- Zitierter Text -
· · ·
Was macht den DB4 GTZ so außergewöhnlich?

Ercole: Zu Beginn war es für mich nur ein Auftrag, aber letztlich wurde er zu meinem absoluten Liebling. John Wyer, damals Rennleiter bei Aston Martin, wollte ein leichteres Auto, um die Ferrari 250 GTO zu schlagen. Ich versuchte also, die Karosserie so nah wie möglich um das Chassis zu formen - wie Haut, die über Knochen gespannt wird. Es war ein wundervolles Auto, sehr effizient, aber leider auch sehr teuer. Nummer 19 aus der Serie lies sich die längste Zeit nicht verkaufen.

Sie sagten, dass Sie einige Aspekte des Rennwagens, vor allem im Bereich Aerodynamik, selber optimieren wollten - wir denken an die Coda Tronca. Was genau ist das eigentlich, und war es für Ihren Stil prägend?

Ercole: Also, die Coda Tronca ist nicht meine Erfindung. In den 1930er Jahren zeigten zwei deutsche Spezialisten für Luftwiderstand, dass ein Tropfen Wasser die perfekte Form hat. An einem Auto lässt sich das aber nicht realisieren, weil sonst die Heckpartie viel zu lang wäre. Aber die beiden Ingenieure bewiesen auch, dass man diesen Effekt auch dann erzielt, wenn man die auslaufende Tropfenform an einem bestimmten Punkt abschneidet. Das traute sich aber niemand, also wurden stattdessen Autos mit abgerundeten Heckpartien entworfen. Ich war einfach nur der erste, der diesen Schnitt in den Schweif wagte - was wir im Italienischen "Coda Tronca" nennen. Es sollte mein erfolgreichster aerodynamischer Versuch der 1960er Jahre werden.

Anschließend haben Sie für BMW gearbeitet. Wie war der Unterschied zu Zagato?

Ercole: Es war völlig anders. Nicht zuletzt, weil wir ein richtiges Designstudio hatten und dazu mehr Zeit, mehr Möglichkeiten. Aber vor allem gab es einen Windkanal, um aerodynamische Ideen zu testen.

Was ist der Hauptunterschied zwischen Design in den 1960er Jahren und heute?
· · ·
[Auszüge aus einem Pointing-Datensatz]
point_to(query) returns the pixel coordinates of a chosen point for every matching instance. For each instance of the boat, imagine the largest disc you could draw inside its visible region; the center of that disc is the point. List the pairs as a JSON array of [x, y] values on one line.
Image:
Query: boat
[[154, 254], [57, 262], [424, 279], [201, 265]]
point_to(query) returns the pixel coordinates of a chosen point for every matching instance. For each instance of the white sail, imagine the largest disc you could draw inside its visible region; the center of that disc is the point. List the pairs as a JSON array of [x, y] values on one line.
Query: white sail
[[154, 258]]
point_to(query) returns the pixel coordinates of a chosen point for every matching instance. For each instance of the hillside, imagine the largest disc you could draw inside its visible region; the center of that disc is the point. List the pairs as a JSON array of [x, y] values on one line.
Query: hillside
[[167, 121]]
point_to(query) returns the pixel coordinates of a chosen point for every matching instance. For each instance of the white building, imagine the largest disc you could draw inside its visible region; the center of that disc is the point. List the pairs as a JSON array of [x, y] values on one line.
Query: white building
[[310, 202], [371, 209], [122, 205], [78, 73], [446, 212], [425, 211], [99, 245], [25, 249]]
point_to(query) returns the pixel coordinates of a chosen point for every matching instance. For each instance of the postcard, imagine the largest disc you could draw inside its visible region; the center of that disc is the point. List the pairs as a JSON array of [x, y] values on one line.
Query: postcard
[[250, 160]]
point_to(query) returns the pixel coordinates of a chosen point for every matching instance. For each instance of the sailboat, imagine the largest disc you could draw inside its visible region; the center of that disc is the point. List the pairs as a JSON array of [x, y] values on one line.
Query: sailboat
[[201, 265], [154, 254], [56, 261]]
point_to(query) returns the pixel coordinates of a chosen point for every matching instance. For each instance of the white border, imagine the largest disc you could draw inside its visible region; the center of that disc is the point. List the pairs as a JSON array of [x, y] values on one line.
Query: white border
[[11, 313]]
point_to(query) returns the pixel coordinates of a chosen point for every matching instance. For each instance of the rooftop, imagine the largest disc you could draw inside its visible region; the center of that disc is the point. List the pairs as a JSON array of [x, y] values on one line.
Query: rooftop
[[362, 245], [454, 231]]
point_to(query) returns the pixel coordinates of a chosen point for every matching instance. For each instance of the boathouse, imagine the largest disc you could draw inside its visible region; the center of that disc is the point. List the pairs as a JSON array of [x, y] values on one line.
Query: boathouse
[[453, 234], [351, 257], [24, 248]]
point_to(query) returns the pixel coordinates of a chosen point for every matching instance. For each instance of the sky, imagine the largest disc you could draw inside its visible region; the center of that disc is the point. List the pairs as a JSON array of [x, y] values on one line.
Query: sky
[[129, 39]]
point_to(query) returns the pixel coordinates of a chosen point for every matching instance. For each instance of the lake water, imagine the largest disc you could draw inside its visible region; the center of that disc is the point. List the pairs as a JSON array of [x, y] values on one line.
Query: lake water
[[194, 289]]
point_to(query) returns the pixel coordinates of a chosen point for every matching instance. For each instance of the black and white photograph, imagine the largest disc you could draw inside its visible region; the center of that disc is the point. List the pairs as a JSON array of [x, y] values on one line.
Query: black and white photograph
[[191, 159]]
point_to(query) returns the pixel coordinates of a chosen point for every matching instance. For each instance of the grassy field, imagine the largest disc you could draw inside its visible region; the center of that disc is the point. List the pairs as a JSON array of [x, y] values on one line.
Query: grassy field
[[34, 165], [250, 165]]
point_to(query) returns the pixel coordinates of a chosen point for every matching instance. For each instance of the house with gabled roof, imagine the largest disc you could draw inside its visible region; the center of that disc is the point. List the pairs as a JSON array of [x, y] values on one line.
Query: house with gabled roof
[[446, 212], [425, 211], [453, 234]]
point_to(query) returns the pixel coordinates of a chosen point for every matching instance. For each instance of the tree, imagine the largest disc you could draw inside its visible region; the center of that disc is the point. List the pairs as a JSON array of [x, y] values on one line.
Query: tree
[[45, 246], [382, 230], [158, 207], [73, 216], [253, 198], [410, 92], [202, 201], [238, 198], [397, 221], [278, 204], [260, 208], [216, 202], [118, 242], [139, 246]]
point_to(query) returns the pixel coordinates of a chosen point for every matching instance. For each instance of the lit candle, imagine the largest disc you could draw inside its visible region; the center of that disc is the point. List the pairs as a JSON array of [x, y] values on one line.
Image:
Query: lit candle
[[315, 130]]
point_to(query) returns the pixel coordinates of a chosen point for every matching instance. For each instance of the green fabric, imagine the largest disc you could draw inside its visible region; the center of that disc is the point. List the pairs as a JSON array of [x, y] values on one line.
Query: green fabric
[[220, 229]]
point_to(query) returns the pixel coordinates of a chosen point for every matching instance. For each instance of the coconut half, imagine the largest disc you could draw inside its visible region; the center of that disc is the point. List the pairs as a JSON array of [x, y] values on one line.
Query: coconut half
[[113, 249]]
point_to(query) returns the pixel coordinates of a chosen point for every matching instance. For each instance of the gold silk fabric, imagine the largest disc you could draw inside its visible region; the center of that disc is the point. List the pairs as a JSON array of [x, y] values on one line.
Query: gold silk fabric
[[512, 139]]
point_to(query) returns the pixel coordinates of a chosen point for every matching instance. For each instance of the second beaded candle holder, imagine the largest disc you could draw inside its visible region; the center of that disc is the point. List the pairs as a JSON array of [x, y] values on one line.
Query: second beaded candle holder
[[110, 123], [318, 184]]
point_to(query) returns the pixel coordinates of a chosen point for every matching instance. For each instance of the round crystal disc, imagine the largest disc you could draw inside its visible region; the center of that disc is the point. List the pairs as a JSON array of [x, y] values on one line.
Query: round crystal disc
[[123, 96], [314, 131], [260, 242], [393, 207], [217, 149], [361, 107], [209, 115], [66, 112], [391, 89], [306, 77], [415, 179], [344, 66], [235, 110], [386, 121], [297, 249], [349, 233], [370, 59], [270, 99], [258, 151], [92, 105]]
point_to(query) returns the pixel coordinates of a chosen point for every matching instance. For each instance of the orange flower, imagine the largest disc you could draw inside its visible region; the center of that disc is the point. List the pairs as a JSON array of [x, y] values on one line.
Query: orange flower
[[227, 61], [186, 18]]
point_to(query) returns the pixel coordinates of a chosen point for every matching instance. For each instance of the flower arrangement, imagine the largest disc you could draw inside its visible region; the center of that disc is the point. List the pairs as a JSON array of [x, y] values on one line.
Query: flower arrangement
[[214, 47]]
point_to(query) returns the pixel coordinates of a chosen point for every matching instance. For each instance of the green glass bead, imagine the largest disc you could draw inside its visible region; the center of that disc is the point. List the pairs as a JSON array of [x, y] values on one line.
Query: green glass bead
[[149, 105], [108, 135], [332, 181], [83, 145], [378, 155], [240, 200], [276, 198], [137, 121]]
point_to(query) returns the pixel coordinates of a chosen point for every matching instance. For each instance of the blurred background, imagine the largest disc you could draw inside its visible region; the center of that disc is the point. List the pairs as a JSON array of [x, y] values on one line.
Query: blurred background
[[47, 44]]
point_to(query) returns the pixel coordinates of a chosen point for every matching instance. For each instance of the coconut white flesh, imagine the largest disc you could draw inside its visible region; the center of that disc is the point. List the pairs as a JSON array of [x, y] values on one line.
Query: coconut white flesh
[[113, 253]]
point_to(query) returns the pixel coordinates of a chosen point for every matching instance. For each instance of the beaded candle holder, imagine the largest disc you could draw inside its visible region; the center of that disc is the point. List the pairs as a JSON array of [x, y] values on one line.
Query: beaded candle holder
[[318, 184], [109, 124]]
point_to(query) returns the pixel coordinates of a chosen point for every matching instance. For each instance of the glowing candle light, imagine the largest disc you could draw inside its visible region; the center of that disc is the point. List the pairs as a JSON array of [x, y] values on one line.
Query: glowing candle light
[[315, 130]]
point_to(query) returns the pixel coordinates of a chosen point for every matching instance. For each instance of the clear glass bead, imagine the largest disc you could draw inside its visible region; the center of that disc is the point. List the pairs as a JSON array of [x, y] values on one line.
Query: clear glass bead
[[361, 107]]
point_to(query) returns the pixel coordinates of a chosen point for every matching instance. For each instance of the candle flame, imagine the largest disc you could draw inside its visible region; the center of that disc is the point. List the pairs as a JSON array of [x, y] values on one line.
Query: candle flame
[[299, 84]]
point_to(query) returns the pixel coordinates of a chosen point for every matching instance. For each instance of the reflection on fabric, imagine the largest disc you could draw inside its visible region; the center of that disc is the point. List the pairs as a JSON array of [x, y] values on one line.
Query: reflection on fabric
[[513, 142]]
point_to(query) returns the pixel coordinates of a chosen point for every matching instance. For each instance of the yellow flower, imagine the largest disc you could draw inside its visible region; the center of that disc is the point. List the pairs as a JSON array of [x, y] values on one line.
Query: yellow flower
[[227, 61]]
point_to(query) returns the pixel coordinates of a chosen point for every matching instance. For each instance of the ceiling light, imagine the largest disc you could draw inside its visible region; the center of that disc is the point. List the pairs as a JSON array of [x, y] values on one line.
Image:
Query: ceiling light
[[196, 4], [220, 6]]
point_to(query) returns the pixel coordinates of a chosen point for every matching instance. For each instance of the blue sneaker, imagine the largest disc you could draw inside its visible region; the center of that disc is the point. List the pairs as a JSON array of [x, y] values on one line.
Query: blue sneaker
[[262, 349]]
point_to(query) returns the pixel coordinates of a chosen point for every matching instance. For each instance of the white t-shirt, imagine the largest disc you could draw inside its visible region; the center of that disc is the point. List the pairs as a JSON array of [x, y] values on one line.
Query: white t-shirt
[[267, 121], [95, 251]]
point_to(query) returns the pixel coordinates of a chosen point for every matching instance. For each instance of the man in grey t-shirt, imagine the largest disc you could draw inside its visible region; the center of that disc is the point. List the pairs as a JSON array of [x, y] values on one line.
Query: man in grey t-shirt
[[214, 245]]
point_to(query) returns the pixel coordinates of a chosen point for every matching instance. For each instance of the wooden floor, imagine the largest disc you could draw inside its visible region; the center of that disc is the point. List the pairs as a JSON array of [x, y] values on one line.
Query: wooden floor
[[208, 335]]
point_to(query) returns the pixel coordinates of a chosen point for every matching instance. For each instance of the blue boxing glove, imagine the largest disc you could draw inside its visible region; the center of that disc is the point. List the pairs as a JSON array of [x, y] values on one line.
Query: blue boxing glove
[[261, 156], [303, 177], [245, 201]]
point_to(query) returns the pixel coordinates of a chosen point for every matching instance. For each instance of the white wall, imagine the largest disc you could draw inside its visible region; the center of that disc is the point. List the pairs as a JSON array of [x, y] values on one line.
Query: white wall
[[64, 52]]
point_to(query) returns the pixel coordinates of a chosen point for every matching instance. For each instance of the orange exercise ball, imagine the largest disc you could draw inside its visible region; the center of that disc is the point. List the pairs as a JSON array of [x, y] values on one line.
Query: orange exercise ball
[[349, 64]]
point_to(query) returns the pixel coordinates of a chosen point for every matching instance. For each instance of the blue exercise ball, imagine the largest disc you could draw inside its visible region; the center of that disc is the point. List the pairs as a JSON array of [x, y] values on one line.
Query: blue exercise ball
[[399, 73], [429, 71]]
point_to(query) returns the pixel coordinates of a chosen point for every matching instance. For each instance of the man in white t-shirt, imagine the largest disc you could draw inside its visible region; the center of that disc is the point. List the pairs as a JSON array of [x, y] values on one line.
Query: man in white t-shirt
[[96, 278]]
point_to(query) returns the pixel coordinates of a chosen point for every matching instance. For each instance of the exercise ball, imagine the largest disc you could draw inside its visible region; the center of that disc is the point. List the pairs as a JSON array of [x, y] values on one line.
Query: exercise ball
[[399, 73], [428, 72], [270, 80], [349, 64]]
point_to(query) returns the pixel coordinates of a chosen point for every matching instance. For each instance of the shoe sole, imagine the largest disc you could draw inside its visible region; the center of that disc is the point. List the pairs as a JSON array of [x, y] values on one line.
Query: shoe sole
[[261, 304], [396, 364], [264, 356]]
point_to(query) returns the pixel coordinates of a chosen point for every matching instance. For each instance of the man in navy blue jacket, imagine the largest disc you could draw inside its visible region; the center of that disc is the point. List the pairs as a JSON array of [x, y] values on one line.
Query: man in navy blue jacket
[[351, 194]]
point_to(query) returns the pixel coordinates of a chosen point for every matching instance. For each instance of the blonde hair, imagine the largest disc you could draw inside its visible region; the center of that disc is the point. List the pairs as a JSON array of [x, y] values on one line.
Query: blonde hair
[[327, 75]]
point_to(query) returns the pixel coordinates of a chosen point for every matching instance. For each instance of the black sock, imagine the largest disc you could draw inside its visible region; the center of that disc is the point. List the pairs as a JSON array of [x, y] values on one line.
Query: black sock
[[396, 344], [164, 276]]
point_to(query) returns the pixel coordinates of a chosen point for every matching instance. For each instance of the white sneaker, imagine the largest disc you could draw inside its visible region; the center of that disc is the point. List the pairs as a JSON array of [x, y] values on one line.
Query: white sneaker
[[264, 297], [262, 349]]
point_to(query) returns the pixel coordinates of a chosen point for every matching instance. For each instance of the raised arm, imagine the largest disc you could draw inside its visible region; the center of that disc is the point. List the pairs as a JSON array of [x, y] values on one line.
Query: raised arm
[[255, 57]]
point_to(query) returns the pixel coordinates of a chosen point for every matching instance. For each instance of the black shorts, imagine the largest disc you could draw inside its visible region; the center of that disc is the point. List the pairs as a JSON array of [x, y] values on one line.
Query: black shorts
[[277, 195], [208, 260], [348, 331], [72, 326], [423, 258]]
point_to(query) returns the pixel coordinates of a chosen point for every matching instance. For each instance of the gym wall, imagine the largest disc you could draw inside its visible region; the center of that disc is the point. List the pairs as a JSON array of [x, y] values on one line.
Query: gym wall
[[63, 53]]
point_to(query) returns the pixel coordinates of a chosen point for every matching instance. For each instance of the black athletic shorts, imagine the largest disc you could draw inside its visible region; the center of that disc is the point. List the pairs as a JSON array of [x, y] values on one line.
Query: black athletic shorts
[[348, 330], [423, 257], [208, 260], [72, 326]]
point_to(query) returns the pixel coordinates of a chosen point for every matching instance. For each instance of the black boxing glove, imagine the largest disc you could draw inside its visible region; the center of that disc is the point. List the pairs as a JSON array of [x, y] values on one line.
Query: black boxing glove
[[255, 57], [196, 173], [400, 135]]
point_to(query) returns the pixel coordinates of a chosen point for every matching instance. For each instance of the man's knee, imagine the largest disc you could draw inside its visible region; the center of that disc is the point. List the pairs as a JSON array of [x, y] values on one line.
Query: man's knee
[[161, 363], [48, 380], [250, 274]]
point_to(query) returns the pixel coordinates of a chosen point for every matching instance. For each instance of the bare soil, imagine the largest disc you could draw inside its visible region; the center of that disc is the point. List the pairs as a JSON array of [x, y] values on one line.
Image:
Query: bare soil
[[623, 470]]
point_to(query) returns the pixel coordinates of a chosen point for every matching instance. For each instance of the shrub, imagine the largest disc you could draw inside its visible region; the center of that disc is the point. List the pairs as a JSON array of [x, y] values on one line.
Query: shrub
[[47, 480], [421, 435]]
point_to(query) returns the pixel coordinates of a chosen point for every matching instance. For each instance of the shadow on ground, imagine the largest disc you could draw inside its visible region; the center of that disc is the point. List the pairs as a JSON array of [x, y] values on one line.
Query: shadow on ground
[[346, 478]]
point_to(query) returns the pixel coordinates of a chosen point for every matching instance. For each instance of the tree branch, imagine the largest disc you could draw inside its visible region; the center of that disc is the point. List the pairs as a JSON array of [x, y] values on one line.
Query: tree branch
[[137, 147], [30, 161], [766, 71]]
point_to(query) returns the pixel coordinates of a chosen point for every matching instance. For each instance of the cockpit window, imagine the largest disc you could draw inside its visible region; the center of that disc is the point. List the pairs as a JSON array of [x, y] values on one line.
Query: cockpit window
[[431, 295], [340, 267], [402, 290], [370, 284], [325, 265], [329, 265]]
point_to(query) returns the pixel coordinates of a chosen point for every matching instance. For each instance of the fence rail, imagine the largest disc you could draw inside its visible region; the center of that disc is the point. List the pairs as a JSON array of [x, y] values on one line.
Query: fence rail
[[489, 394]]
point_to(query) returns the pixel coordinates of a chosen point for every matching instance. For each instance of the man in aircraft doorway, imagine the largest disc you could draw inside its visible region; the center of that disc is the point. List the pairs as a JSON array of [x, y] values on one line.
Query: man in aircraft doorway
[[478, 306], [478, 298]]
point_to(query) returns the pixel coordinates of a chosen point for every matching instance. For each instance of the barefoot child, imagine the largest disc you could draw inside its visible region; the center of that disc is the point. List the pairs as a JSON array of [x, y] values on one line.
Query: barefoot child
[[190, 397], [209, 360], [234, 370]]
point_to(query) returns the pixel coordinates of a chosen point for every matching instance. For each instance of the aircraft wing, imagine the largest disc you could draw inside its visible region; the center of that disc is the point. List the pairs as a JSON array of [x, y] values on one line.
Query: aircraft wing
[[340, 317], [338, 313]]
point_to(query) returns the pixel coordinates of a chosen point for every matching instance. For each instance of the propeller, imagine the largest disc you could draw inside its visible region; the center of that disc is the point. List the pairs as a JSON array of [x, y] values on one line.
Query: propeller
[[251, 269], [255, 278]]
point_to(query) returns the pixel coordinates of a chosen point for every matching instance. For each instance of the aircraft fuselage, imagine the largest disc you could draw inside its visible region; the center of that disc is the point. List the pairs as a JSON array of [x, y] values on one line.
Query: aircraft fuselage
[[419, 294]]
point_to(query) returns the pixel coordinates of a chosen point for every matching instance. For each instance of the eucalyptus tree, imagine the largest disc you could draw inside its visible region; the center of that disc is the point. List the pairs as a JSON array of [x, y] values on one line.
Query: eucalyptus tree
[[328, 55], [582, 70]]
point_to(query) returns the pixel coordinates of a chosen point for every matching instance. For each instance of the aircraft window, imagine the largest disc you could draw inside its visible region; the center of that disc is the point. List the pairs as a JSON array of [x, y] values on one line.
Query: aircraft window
· · ·
- Aufgaben -
[1] Beantworte zum Interview die folgenden Fragen:
(a) Welches Auto wollte John Wyer mit einem leichteren Wagen schlagen?
(b) Was hat laut den beiden deutschen Spezialisten die perfekte Form?
(c) Was gab es bei BMW vor allem, um aerodynamische Ideen zu testen?
[2] Gib aus dem Interview den Abschnitt von „Ercole: Es war“ bis „Jahren und heute?“ wortgetreu wieder.

- Schriftliche Antworten -
[1]
(a) Den Ferrari 250 GTO.
(b) Ein Tropfen Wasser.
(c) Einen Windkanal.

[2]
Ercole: Es war völlig anders. Nicht zuletzt, weil wir ein richtiges Designstudio hatten und dazu mehr Zeit, mehr Möglichkeiten. Aber vor allem gab es einen Windkanal, um aerodynamische Ideen zu testen.

Was ist der Hauptunterschied zwischen Design in den 1960er Jahren und heute?